=== Stated goal ===
Quote every line below exactly as it reads.

>> begin

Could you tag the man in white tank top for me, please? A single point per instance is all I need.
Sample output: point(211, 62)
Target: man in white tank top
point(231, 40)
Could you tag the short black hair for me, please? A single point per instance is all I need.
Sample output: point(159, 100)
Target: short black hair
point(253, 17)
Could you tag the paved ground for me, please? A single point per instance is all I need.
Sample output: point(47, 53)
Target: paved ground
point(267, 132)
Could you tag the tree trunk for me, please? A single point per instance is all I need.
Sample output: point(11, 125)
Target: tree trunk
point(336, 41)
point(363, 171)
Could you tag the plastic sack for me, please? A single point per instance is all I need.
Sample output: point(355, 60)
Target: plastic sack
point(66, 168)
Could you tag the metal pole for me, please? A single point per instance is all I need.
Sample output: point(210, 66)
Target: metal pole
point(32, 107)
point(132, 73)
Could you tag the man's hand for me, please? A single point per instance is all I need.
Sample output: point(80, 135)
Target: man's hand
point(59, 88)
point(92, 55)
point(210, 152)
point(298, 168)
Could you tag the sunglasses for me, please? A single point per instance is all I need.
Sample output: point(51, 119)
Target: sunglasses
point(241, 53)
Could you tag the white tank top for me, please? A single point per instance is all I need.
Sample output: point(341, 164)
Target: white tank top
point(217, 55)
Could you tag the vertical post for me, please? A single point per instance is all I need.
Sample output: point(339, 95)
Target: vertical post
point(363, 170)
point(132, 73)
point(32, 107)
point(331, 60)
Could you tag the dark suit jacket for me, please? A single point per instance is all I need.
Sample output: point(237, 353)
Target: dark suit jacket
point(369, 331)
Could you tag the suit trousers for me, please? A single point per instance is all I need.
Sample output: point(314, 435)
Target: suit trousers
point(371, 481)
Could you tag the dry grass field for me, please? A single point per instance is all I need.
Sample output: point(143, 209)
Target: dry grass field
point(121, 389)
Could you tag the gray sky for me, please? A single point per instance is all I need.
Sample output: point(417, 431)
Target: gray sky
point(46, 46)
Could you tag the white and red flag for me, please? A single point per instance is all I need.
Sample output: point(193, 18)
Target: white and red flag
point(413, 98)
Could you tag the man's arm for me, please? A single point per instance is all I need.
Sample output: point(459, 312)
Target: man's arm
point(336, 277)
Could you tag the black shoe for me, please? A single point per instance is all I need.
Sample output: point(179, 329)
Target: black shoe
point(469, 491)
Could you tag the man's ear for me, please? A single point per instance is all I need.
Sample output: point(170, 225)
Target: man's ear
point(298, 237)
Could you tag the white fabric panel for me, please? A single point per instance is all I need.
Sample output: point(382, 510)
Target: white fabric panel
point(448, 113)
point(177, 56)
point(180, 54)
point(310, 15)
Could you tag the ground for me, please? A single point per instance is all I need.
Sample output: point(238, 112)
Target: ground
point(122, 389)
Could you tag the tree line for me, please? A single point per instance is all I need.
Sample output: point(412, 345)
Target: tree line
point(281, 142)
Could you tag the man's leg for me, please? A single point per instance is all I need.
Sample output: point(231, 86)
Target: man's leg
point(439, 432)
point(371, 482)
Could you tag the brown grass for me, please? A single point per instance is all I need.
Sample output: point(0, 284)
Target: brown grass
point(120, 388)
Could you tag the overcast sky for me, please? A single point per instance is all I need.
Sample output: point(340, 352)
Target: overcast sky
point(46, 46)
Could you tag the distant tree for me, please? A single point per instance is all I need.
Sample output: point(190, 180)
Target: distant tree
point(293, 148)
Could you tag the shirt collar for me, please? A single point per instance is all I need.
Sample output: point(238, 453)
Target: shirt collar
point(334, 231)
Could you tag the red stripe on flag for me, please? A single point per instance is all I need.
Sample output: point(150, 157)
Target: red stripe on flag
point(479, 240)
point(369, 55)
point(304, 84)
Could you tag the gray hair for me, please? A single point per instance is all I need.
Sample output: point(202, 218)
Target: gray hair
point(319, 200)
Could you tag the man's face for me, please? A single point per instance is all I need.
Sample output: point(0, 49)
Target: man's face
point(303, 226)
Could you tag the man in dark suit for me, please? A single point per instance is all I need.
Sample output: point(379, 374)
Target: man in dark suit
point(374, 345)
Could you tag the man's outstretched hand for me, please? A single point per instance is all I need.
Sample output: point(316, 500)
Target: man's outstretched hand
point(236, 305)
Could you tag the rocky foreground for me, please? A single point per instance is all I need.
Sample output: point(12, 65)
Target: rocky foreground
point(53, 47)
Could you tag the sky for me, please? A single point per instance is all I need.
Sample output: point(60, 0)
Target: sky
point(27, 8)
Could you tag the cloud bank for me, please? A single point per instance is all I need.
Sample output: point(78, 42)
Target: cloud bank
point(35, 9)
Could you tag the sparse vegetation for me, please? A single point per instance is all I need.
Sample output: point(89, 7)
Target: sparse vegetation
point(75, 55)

>> end

=== Finished answer ===
Could you tag the man in white tank top for me, please? A single point per instance is all I need.
Sample output: point(211, 62)
Target: man in white tank top
point(231, 40)
Could you tag the short black hair for me, please? A single point per instance is all I need.
Sample output: point(159, 100)
Target: short black hair
point(253, 17)
Could you tag the paved ground for me, please? A single point per instance is all I need.
Sample output: point(47, 53)
Target: paved ground
point(267, 132)
Could you tag the tree trunk for me, please? A single point per instance is all I need.
Sample output: point(11, 125)
Target: tree trunk
point(336, 41)
point(363, 171)
Could you tag the plastic sack for me, please? A single point per instance is all I need.
Sample output: point(355, 60)
Target: plastic sack
point(66, 168)
Could you tag the metal pole for me, please? A single point per instance is all I need.
Sample output: point(210, 66)
Target: metal pole
point(32, 107)
point(132, 73)
Could you tag the man's hand for me, please? A single point per instance is all I need.
Sample output: point(80, 135)
Target: man's hand
point(59, 88)
point(92, 55)
point(210, 152)
point(298, 168)
Could you tag the sunglasses for me, please? A single point per instance is all I need.
Sample output: point(51, 119)
Target: sunglasses
point(241, 53)
Could you tag the white tank top for me, please? A single point per instance is all I need.
Sample output: point(341, 164)
Target: white tank top
point(217, 55)
Could you tag the vertical post for me, please? A single point per instance is all I need.
Sample output: point(339, 95)
Target: vertical post
point(363, 170)
point(132, 73)
point(32, 107)
point(331, 60)
Could you tag the dark suit jacket for me, please? A single point per instance is all I need.
Sample output: point(237, 353)
Target: dark suit jacket
point(369, 331)
Could you tag the suit trousers for me, please? A single point per instance is all I need.
Sample output: point(314, 435)
Target: suit trousers
point(371, 481)
Could you tag the dry grass field for me, please? A single point per instance is all I need.
Sample output: point(143, 209)
Target: dry grass field
point(121, 389)
Could you tag the gray sky for me, please? A single point per instance is all I need.
Sample output: point(417, 431)
Target: gray sky
point(46, 46)
Could you tag the white and red flag for me, please? A single point per instance is all I need.
Sample output: point(193, 18)
Target: white and red flag
point(413, 98)
Could you tag the man's arm for me, please? A single point per instance is all I need.
Sample output: point(459, 312)
Target: man's arm
point(336, 277)
Could you tag the black shoe for me, please? A single point per instance is all I need.
Sample output: point(179, 329)
Target: black shoe
point(469, 491)
Could you tag the man's ear for me, please? A single point per instance is all I need.
Sample output: point(170, 225)
Target: man's ear
point(298, 237)
Could you tag the white fabric panel for me, please? A single point per instance is all I need.
Sample output: point(382, 510)
Target: white fabric panel
point(448, 113)
point(177, 56)
point(180, 54)
point(310, 15)
Could you tag the ground for me, please? A single point per instance is all I need.
Sample output: point(238, 112)
Target: ground
point(122, 389)
Could you tag the tree line for me, please? A single point per instance is all I need.
Sample output: point(412, 345)
Target: tree line
point(281, 142)
Could you tag the man's leg for me, please? A single point per instance is all I need.
Sample output: point(231, 86)
Target: man's leg
point(439, 432)
point(371, 482)
Could you tag the brown grass for me, please? A single point per instance is all I need.
Sample output: point(0, 284)
Target: brown grass
point(120, 388)
Could you tag the overcast sky for me, please? A single point per instance is all I need.
Sample output: point(340, 352)
Target: overcast sky
point(46, 46)
Could you tag the distant tree for me, please? A single point per instance is all I need.
Sample output: point(190, 180)
Target: distant tree
point(293, 148)
Could you tag the shirt collar for me, please? A single point per instance is all I need.
Sample output: point(238, 453)
Target: shirt collar
point(334, 231)
Could you tag the red stripe on flag for me, please? A single point per instance is all I need.
Sample output: point(150, 157)
Target: red stripe on flag
point(479, 240)
point(369, 55)
point(304, 84)
Could you tag the gray hair for me, please? A single point per instance is all I need.
Sample output: point(202, 218)
Target: gray hair
point(319, 200)
Could you tag the man's face for me, please? A single point per instance is all I need.
Sample output: point(0, 49)
Target: man's face
point(303, 226)
Could you tag the man in dark suit for me, please? A single point per instance is all I need.
Sample output: point(379, 374)
Target: man in dark suit
point(374, 345)
Could you tag the man's outstretched hand for me, please? A single point per instance is all I need.
Sample output: point(316, 500)
Target: man's outstretched hand
point(236, 305)
Could you tag the rocky foreground for me, please? A single point per instance is all I need.
Sample output: point(12, 65)
Target: rocky foreground
point(53, 47)
Could you tag the sky for me, please? A single point per instance is all I need.
Sample output: point(60, 0)
Target: sky
point(27, 8)
Could you tag the cloud bank for me, please? A single point per instance is all I need.
Sample output: point(78, 42)
Target: cloud bank
point(35, 9)
Could you tag the sparse vegetation for me, please? A single point per instance is all I need.
Sample output: point(89, 7)
Target: sparse vegetation
point(75, 55)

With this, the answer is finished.